▶ [Description of the task]: Rescale the lines below: reproduce every line in full, but multiply each point coordinate given as an answer by 0.75 and round to the nearest whole number, with halves rounded up. Leave all other numbers unchanged, including the coordinates in the format sample.

# START OF Information given

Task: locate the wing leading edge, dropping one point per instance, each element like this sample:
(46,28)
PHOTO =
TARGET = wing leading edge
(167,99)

# END OF Information given

▶ [Solved exercise]:
Task: locate the wing leading edge, dropping one point per instance, each element like this sample:
(46,28)
PHOTO =
TARGET = wing leading edge
(125,74)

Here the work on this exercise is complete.